--- Selected passage Enclosed Below ---
01D6C1 MATHEMATICAL BOLD CAPITAL THETA SYMBOL
01D6F9 MATHEMATICAL ITALIC CAPITAL THETA SYMBOL
01D731 MATHEMATICAL BOLD ITALIC CAPITAL THETA SYMBOL
01D769 MATHEMATICAL SANS BOLD CAPITAL THETA SYMBOL
01D7A1 MATHEMATICAL SANS BOLD ITALIC CAPITAL THETA SYMBOL
This error was caught too late to be part of any official comment, but assuming that the mathematical repertoire is accepted as a whole, it seems reasonable to include those 5 characters as well.
As noted in comments below, the glyphs for representation of the mathematical symbols still require some additional tuning and it is the expectation of the editor to use better fonts for the next phase of part2.
disposition of comments resulted in changing 4 of the 5 negative votes to
positive, resulting in 18 approvals out of 21 ballots.
China: comments (page 3-13 of document SC2 N3412):
All Chinese comments concern EXT B (plane 2)
page 4-5: The following characters (…) found in Extension B should be removed for unification…(followed by a table containing 77 entries and an additional character: 2-255E)
The comments are identical to a section of the Japanese comment (page 22 and 23) and are also supported by the US technical comment T.3. They correspond to the consensus reached by the IRG editors after the last IRG meeting in Singapore.
page 7-9: The following characters should be added in Extension B for disunification…(followed by a table containing 29 characters)
The comments are identical to a section of the Japanese comment (page 25-27) and are also supported by the US technical comment T.3. They correspond to the consensus reached by the IRG editors after the last IRG meeting in Singapore.
page 10-13: The following characters’ source information are incorrect or missing. (followed by a table containing 139 entries for these characters)
The comments are identical to a section of the Japanese comment (page 28-31) and are also supported by the US technical comment T.3. They correspond to the consensus reached by the IRG editors after the last IRG meeting in Singapore.
page 6: The following glyphs found in Extension B are wrong, (followed by a table containing 13 entries)
The comments are identical to a section of the Japanese comment (page 24) and are also supported by the US technical comment T.3. They correspond to the consensus reached by the IRG editors after the last IRG meeting in Singapore.
Finland: comments (page 14 of document SC2 N3412):
Finland requested that the issue of splitting Ext B content between Plane 0 and Plane 2 to be acted upon. In accordance with this comment, WG2 discussed the matter as presented by document N2183 (Consideration for Encoding of a subset of CJK Extension B in the BMP).
The matter was discussed during the meeting WG2 38 in the agenda topic 8.17. The proposal was not accepted.
The requirement expressed by the comment (to act up on the splitting request) being satisfied, it is the editor’s understanding that the Finnish comment has been accommodated, and that the vote is turned to YES.
Germany: comments (page 15-17 of document SC2 N3412):
Coding of characters in six-digit form. Accepted
Etruscan: Major about coverage of other scripts: Accepted
A note (or a paragraph?) will be added to mention that the Etruscan block covers as well other Old Italic scripts such as Oscan, Umbrian and Faliscan.
Etruscan: Minor about directionality: Partially accepted
Etruscan and related Old Italic scripts can be found written both ways. The note (paragraph) will also mention that point. In addition to present a consistent rendering, the glyph corresponding to the ESTRUSCAN LETTER ERS at 1031B will be reversed.
--- End of Enclosed Selected passage ---
# Problem 1
Can you arrange the records from their first line up to and including the line with "positive clicks: (542, 221)" as a JSON list of strings, one string for each line, with blank lines left out?
--- Exercise data Enclosed Below ---
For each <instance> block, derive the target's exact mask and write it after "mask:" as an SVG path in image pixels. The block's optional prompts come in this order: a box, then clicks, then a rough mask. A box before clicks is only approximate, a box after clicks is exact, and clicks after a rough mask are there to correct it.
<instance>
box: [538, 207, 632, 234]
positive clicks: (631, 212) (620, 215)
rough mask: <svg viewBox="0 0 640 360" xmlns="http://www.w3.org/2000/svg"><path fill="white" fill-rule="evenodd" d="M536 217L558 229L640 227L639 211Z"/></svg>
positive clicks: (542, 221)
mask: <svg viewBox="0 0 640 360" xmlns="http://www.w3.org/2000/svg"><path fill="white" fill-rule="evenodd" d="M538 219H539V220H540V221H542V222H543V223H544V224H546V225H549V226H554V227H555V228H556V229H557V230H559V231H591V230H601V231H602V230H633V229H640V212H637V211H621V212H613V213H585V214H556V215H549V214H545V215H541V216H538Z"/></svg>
--- End of Enclosed Exercise data ---
# Problem 2
Answer these questions from the ballot comments text:
(a) How many approvals out of how many ballots resulted after the disposition of comments?
(b) Which document did WG2 discuss in response to the Finnish comment?
(c) Which other Old Italic scripts does the Etruscan block also cover?

# Written answer 1
[
  "For each <instance> block, derive the target's exact mask and write it after \"mask:\" as an SVG path in image pixels. The block's optional prompts come in this order: a box, then clicks, then a rough mask. A box before clicks is only approximate, a box after clicks is exact, and clicks after a rough mask are there to correct it.",
  "<instance>",
  "box: [538, 207, 632, 234]",
  "positive clicks: (631, 212) (620, 215)",
  "rough mask: <svg viewBox=\"0 0 640 360\" xmlns=\"http://www.w3.org/2000/svg\"><path fill=\"white\" fill-rule=\"evenodd\" d=\"M536 217L558 229L640 227L639 211Z\"/></svg>",
  "positive clicks: (542, 221)"
]

# Written answer 2
(a) 18 approvals out of 21 ballots.
(b) N2183 (Consideration for Encoding of a subset of CJK Extension B in the BMP).
(c) Oscan, Umbrian and Faliscan.